_Task instructions_: A faithful transcription of all the data, images excluded, is the required answer.

(Point localization data)
:::::

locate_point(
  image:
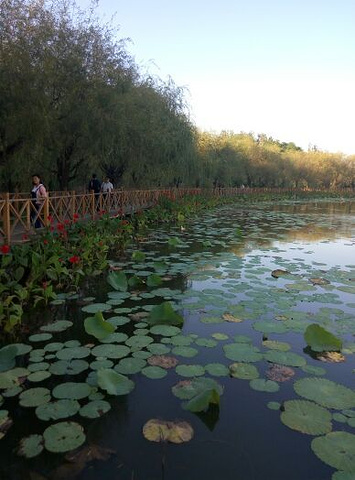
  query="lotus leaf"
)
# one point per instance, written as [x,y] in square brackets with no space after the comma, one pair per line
[244,371]
[165,330]
[187,352]
[275,345]
[63,437]
[242,352]
[5,422]
[325,392]
[190,370]
[163,361]
[270,326]
[57,410]
[320,340]
[100,364]
[164,314]
[7,357]
[158,349]
[306,417]
[273,405]
[154,372]
[188,389]
[285,358]
[40,337]
[114,383]
[11,378]
[31,446]
[336,449]
[111,351]
[95,409]
[206,342]
[314,370]
[35,397]
[154,280]
[139,341]
[98,327]
[22,348]
[66,367]
[38,376]
[130,366]
[118,280]
[217,369]
[71,390]
[262,385]
[156,430]
[58,326]
[73,352]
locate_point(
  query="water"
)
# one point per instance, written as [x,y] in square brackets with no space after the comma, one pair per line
[222,264]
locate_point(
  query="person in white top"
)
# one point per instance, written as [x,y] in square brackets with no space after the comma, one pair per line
[106,187]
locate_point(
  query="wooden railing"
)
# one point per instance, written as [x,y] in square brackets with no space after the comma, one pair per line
[18,214]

:::::

_Exercise solution_:
locate_point(
  image:
  query="lotus leaf"
)
# one point per instance, written as [x,y] in square brackets with no space after the comma, one pair per line
[244,371]
[165,330]
[187,352]
[275,345]
[63,437]
[242,352]
[5,422]
[325,392]
[190,370]
[163,361]
[270,326]
[57,410]
[320,340]
[100,364]
[164,314]
[7,357]
[158,349]
[306,417]
[273,405]
[154,372]
[188,389]
[285,358]
[40,337]
[114,383]
[11,378]
[31,446]
[336,449]
[111,351]
[95,409]
[206,342]
[314,370]
[35,397]
[154,280]
[139,341]
[98,327]
[22,348]
[66,367]
[38,376]
[130,366]
[118,280]
[217,369]
[71,390]
[262,385]
[156,430]
[58,326]
[73,352]
locate_point(
  query="water"
)
# one point per instance, written as [x,y] in square brackets with no space after the comma, one pair per line
[222,264]
locate_point(
  query="person in white top"
)
# one point per instance, written as [x,y] in square brackets with no space after the comma, one pair per line
[106,187]
locate_point(
  query="wooden railing"
)
# one point per instance, written as [x,y] in square brackets with no space after the comma, one pair per line
[18,214]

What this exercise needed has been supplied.